## GIVEN RECORDS

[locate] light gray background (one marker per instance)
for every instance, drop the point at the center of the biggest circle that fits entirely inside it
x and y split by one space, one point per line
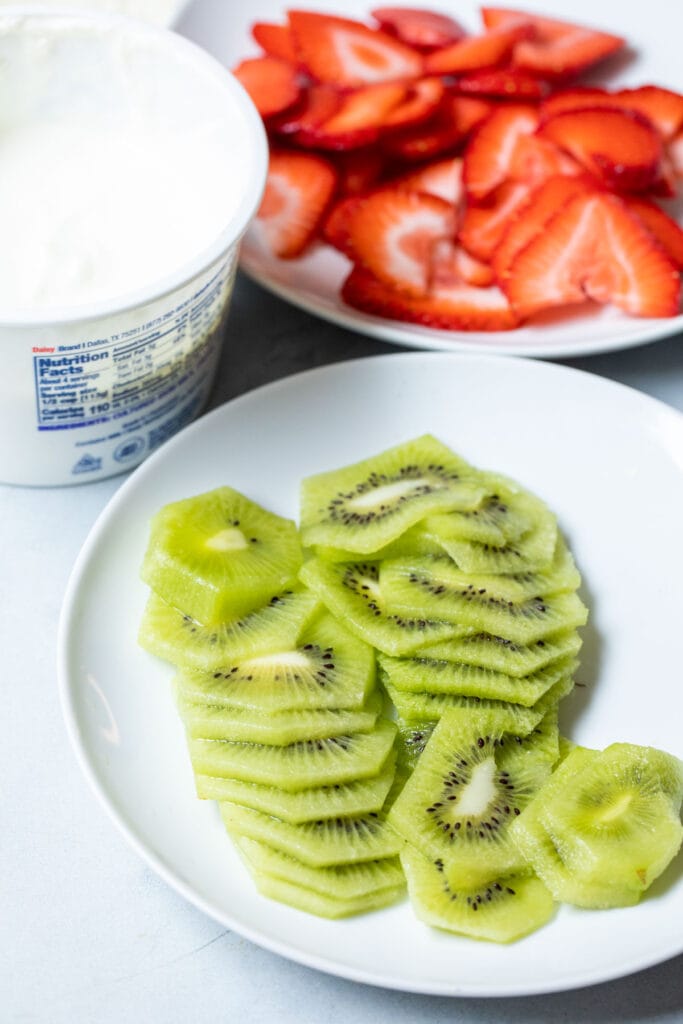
87 932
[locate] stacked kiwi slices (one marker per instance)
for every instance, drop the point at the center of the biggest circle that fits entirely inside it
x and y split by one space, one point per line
280 701
374 699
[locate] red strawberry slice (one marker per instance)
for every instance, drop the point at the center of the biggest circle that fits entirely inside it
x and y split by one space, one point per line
476 52
529 218
338 221
664 227
348 53
558 49
492 150
318 103
298 192
457 307
271 83
360 117
275 40
621 147
393 232
484 224
359 170
594 249
440 177
421 102
506 83
662 107
424 30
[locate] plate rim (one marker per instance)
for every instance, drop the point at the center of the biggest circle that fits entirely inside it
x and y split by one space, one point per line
68 637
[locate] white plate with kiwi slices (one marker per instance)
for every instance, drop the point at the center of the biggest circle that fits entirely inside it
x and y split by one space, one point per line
313 282
607 460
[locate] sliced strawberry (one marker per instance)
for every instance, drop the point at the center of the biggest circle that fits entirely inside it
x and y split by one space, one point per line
506 83
337 223
621 147
489 153
359 170
458 307
298 192
422 101
529 218
424 30
360 117
440 177
452 265
476 52
664 227
662 107
393 232
484 224
318 103
558 49
271 83
348 53
275 40
594 249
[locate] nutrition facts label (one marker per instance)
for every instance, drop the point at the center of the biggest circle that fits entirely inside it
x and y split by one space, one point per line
140 373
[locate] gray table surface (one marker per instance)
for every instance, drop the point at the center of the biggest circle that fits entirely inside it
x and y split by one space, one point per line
87 932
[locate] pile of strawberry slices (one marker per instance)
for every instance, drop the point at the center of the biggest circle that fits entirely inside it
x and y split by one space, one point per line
470 179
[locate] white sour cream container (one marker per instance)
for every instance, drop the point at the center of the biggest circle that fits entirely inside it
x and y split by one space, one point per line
135 163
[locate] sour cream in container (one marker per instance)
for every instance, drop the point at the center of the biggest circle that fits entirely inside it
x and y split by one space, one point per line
130 166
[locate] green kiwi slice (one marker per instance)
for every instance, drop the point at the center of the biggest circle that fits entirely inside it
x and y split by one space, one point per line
363 507
219 555
491 651
204 721
436 585
499 908
296 766
458 804
613 818
351 592
313 902
318 844
348 800
530 552
420 675
177 638
329 668
341 881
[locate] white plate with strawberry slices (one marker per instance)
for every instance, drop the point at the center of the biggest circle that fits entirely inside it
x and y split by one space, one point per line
428 260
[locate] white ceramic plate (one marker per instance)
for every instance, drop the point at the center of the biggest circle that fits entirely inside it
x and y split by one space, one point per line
607 459
313 282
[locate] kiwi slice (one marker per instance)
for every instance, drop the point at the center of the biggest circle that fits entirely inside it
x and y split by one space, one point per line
351 592
420 675
177 638
204 721
346 800
296 766
437 584
341 881
219 555
491 651
499 908
325 906
329 668
530 552
318 844
614 818
459 802
363 507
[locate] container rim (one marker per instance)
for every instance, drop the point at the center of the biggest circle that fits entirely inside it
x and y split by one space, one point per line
203 62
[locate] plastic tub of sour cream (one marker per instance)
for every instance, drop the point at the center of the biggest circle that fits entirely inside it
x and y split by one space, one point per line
130 166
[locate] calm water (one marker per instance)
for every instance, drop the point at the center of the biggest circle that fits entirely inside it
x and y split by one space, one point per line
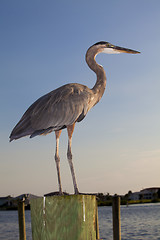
138 222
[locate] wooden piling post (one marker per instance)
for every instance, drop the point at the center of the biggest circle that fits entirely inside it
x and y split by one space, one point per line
116 218
21 219
64 217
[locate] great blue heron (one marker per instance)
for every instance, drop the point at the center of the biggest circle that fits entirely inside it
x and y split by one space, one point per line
64 106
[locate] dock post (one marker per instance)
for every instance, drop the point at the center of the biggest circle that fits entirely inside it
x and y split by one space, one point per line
116 218
64 217
21 219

## WORK TASK
None of the pictures should appear, though every line of the data above must be reproduced exactly.

## OUTPUT FOR THIS TASK
[locate] light gray background (one marker per instance)
for every instance, drop the point at the center of the biggest circle that fits entirely inside it
x and y split by one space, one point per line
87 932
[locate] stacked kiwi slices (one marker per instance)
for every instance, drop the point at the center of the biggest circle that fits entirely inside it
x and y split by one space, one point per line
280 701
374 699
[locate] red strawberry slice (one marker per instance)
for every instance, drop the point at the center of the biggest circle that fits entirely inside it
x and y split by one space, one point per line
476 52
529 218
338 221
664 227
348 53
558 49
492 150
318 103
298 192
457 307
271 83
360 117
275 40
621 147
393 232
484 224
359 170
594 249
440 177
421 102
506 83
662 107
424 30
[locate] plate rim (one marker per instance)
for every instance, drop the point at the center of the biggest circle that fits entirely inside it
x and y split by one space, one point per line
68 637
[locate] white plate with kiwi slices (one marker per instance)
for every instance, drop the point at the center of the biggest circle that fits entirely inside it
x and y split by one space, one point per line
313 282
607 460
[locate] sliced strawberry (one marker per instance)
for every instance, drop the point at the center of the biggest circle that fits entirely inside it
x and y split by one space, one point per line
506 83
337 223
621 147
489 153
359 170
458 307
298 192
422 101
529 218
424 30
360 117
440 177
452 265
476 52
664 227
662 107
393 232
484 224
318 103
558 49
271 83
348 53
275 40
594 249
[locate] nutrition facts label (one marker per instance)
for every instance, drop the point at the center of the biggest circle that fits entirely inside it
x and y split by one space, one point per line
140 373
[locate] gray table surface (one marker per instance)
for every instance, drop the point at the center of the biggest circle that fits entirely inside it
x and y split by one space, one point per line
87 932
[locate] pile of strawberry slices (one marker per instance)
for every instance, drop the point at the center of the biggest circle that fits entirely inside it
x and y split by one space, one point per line
470 179
[locate] white sour cream container (one marker per instance)
for every instance, drop the point at the center of the biggest circle that fits entirely inside it
x and y split by one space, one point per line
135 163
[locate] sour cream in container (one marker per instance)
for every instance, drop the point at the center of the biggest circle that fits entirely inside it
x and y split by one space, one point per line
130 166
[locate] green kiwi slice (one marker per instance)
for every instance, drop the point at the center of the biggest circle that fits entirely inside it
x and y split by one space, one point per line
363 507
219 555
491 651
204 721
436 585
499 908
296 766
458 804
613 818
351 592
313 902
318 844
348 800
530 552
420 675
177 638
329 668
341 881
[locate] white plate with strawberry slices (one marker per instance)
for every instance, drop the point at the center of the biggest circle that fits entirely inside it
x and y split by one space, one point per line
428 260
[locate] white ceramic plate (one marker per instance)
for every instance, drop the point at the center of the biggest circle that fits entirely inside it
x and y split by one space, one point per line
607 459
313 282
[locate] kiwi slice (one marker per instance)
for every instance, drop the point at the center of the biggest circle that fits entirely inside it
x and y split by one space, one point per line
351 592
420 675
177 638
204 721
346 800
296 766
437 584
341 881
219 555
491 651
499 908
325 906
329 668
530 552
318 844
614 818
459 802
363 507
[locate] container rim (one marker per instance)
for every instance, drop the point at the center of the biggest circle that fits entirely inside it
x and y split by one space, one point per line
203 62
[locate] plastic tub of sour cream (one marker per instance)
for every instance, drop the point at the center of the biggest circle that fits entirely inside it
x and y split by one space, one point per line
130 166
[locate] calm water (one marker per instance)
for every instance, drop the point at the center of the biggest circle that fits entirely inside it
x and y split by one space, one point per line
138 222
[locate] wooden piling post (one marker per instance)
for every instance, drop the point at the center of the biggest circle that fits entirely inside it
x and y split by one space, one point per line
116 218
21 219
64 217
[locate] great blue heron (one marker per instance)
for every instance, drop the point at the center of the biggest circle that fits entirely inside it
x and y split by one space, one point per line
64 106
[locate] dock post (one marker per instance)
for every instance, drop the point at the center of the biggest circle that fits entirely inside it
x and y split by one space, one point per line
116 218
64 217
21 219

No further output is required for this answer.